◆ **Supplied information**:
○ ○ ○ ○
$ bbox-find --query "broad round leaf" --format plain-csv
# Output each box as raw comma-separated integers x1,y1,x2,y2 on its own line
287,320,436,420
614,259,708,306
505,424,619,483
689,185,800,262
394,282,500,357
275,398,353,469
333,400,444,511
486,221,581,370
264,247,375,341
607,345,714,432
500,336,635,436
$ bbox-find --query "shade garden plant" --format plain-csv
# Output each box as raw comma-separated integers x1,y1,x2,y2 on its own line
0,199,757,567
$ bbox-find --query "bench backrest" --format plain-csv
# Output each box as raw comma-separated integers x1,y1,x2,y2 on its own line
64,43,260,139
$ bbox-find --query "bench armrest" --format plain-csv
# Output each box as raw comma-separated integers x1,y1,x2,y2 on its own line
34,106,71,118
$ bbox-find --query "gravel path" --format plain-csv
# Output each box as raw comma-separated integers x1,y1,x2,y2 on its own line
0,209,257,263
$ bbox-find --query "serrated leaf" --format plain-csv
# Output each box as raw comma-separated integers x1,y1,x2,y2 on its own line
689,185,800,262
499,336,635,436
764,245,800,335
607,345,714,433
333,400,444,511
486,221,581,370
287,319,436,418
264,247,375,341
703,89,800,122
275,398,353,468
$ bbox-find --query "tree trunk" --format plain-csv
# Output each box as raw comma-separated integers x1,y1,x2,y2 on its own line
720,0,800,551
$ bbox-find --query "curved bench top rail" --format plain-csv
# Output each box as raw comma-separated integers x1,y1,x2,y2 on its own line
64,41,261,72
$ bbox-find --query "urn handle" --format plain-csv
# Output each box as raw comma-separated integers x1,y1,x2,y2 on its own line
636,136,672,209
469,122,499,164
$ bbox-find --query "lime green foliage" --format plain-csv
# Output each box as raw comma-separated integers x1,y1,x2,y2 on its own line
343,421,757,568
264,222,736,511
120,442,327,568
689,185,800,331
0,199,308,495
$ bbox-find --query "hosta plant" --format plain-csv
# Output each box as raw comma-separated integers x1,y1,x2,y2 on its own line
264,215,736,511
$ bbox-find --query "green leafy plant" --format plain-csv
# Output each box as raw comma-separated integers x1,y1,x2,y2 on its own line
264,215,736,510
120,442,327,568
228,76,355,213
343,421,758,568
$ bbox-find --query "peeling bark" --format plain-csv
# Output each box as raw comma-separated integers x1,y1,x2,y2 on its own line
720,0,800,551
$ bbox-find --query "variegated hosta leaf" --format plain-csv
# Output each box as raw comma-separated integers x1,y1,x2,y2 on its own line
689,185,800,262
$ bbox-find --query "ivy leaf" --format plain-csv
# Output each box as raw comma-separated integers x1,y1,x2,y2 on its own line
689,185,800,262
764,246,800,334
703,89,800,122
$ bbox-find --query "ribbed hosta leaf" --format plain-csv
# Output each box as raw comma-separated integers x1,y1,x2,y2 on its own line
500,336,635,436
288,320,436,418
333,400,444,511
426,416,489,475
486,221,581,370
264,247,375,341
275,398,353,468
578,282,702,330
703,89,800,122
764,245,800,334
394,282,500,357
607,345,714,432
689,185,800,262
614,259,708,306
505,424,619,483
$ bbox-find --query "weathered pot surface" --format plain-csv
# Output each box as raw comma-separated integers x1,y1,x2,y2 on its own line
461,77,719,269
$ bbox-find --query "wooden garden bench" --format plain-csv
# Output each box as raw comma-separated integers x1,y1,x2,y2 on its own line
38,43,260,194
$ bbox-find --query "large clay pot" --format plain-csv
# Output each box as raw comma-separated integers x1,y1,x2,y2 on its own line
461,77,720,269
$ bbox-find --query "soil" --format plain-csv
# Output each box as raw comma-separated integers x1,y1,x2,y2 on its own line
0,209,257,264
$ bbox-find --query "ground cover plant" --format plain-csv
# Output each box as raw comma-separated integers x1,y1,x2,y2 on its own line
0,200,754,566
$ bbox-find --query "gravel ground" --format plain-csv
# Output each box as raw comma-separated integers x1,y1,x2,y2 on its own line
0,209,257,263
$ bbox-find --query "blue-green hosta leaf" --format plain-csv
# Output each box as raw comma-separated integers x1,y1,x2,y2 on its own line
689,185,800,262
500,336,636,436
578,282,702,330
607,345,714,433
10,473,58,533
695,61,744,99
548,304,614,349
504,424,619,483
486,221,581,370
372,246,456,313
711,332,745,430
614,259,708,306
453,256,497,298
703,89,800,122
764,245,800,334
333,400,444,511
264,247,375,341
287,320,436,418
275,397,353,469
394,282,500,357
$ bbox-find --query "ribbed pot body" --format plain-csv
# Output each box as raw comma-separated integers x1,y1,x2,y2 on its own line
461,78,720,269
○ ○ ○ ○
◆ **Request**:
Render the lines above, from the first one up to and including the line with "64,43,260,139", as a JSON list of strings with one string per line, leaving out any blank lines.

◆ **Expected answer**:
[
  "$ bbox-find --query \"broad round leaf\" --format plain-csv",
  "# Output each box as raw comma-separated integers x1,y1,x2,y2 on its own line",
  "287,320,436,420",
  "614,259,708,306",
  "505,424,619,483",
  "689,185,800,262",
  "394,282,500,357",
  "275,398,353,469",
  "333,400,444,511",
  "486,221,581,370",
  "264,247,375,341",
  "607,345,714,432",
  "500,336,635,436",
  "$ bbox-find --query \"shade garden plant\" --format plain-csv",
  "# Output each box as raw comma-separated integers x1,y1,x2,y2 on its own line",
  "0,199,757,567",
  "$ bbox-find --query \"bench backrest\" --format plain-csv",
  "# Output each box as raw comma-separated integers x1,y1,x2,y2 on its own line",
  "64,43,260,139"
]